» Work order
Print out the data that follows exactly, character for character, apart from the pictures.

============

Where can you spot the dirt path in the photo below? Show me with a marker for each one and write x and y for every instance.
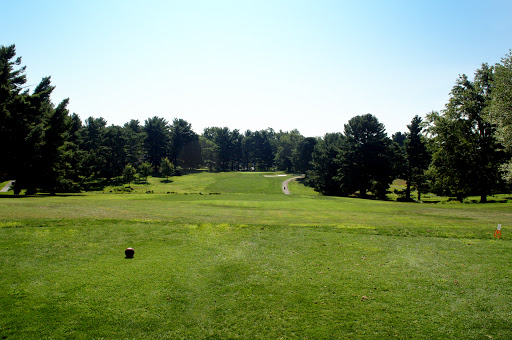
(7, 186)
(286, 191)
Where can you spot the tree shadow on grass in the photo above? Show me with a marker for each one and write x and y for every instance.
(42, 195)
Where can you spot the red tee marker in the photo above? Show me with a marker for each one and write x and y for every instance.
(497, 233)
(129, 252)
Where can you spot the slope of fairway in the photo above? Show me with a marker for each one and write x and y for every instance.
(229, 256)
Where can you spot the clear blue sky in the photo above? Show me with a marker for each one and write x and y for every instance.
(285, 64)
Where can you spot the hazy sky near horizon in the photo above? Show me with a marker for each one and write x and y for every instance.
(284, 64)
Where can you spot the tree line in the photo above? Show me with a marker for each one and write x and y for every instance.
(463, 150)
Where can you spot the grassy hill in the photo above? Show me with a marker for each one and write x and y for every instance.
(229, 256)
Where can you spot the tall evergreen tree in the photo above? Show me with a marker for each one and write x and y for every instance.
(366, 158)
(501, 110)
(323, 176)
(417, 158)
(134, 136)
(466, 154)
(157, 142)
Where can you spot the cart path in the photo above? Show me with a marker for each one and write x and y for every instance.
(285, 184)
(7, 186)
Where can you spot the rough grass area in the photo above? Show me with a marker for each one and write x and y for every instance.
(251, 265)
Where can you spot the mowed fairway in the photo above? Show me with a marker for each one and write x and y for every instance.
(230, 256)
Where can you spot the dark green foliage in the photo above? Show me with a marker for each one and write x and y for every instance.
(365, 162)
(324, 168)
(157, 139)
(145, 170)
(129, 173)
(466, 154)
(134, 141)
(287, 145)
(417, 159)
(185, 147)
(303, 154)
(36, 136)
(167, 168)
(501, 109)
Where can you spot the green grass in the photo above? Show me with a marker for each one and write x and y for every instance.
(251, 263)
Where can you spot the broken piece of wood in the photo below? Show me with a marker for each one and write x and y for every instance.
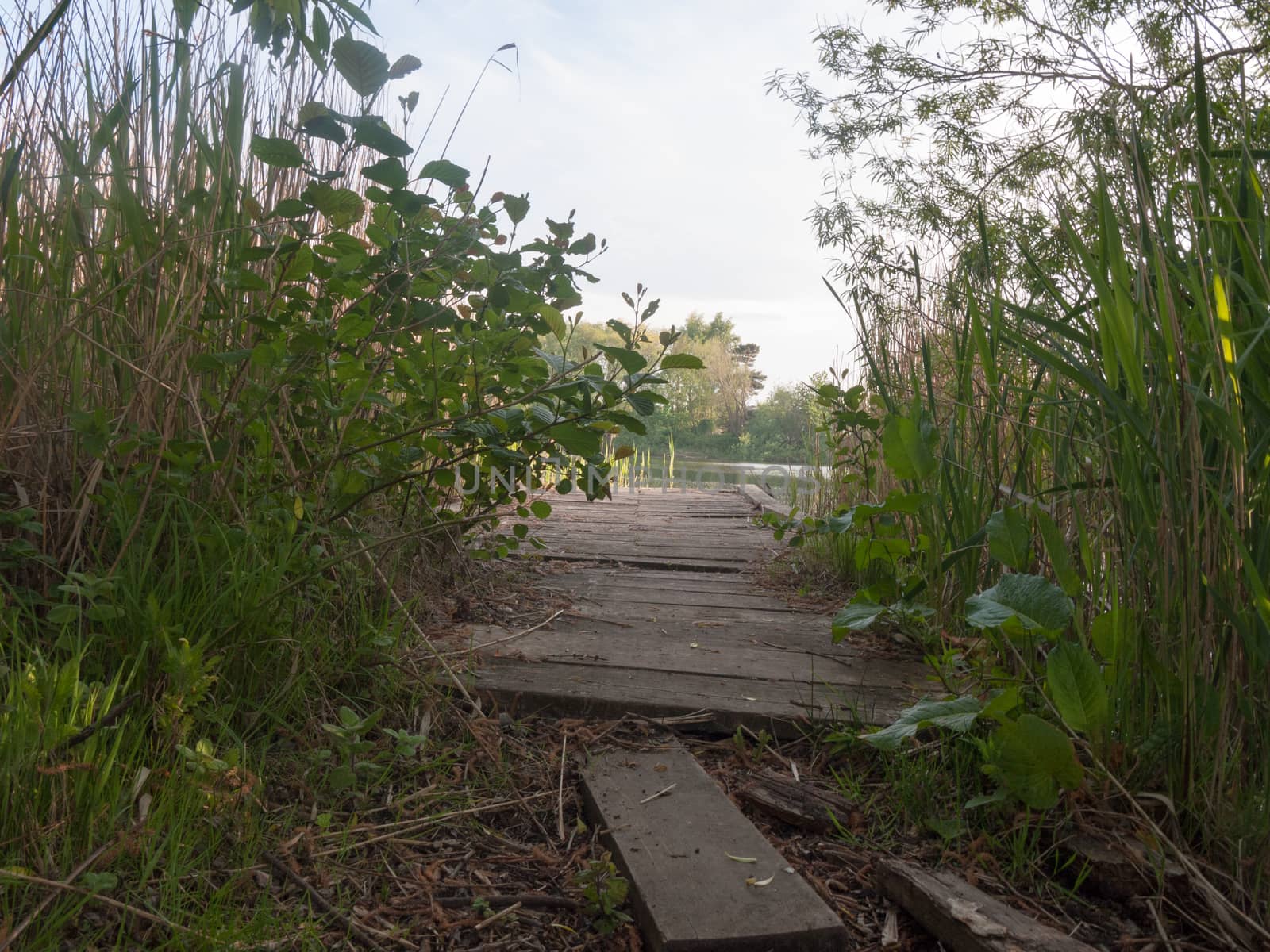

============

» Response to the exercise
Where can you spot the dirt path in the photo below? Show me with a marker for each one and write x and y for every instance.
(7, 186)
(286, 191)
Where can you spot the tree shadow on grass in the photo above? Show me with a marker for each one and write x and y for every instance.
(42, 195)
Where can you spot the red tee marker in the photo above? Show me with a marker for each one and write x and y for every instance.
(497, 233)
(129, 252)
Where can you spot the slope of fairway in the photo above? Show me with a marker for each one and write x and y for every instance.
(229, 256)
Where can you spot the clear blue sky in the photo above? Show me with a marker for each one and write x and y for every instance.
(285, 64)
Where can you spot the hazy sky near horizon in the photo above? Show me with a marker for each one and write x and y for every instance.
(284, 64)
Where can you spot the tree line in the photo above? Show me with a marker for each one and write x and y for every instance.
(463, 150)
Where can you spot the grassy hill in the photo above? Show me with a marker for each one and write x and y for every instance.
(229, 256)
Where can you spot the tall evergreen tree in the photo above? Show me with a marker for each one and write x and y for every instance.
(366, 158)
(501, 110)
(323, 176)
(417, 158)
(134, 136)
(466, 154)
(157, 142)
Where can you spot the cart path in the photo above? Show me with a marker for each one and write x and y for every instance.
(285, 184)
(7, 186)
Where can you spot the rough grass area in the photo above? Show me with a marker for each one and write x and y for every instance.
(251, 265)
Where can you spot the mowed fairway in the photo above? Show me with a marker for each one and write x and y for every instance.
(230, 256)
Where can you spot the dark green foliage in the photo above? Show me with a marker for each one and write x and y for every instance.
(365, 162)
(324, 168)
(157, 139)
(145, 170)
(129, 173)
(466, 154)
(134, 141)
(287, 145)
(417, 159)
(185, 147)
(303, 154)
(36, 136)
(167, 168)
(501, 109)
Where can you spot the green grass in the photo above? Show me with a marker for each one and write x and y for every instance.
(251, 263)
Where can you spot the broken piece of wood in the photo below? Show me with a marker for each one and write x and y for every instance.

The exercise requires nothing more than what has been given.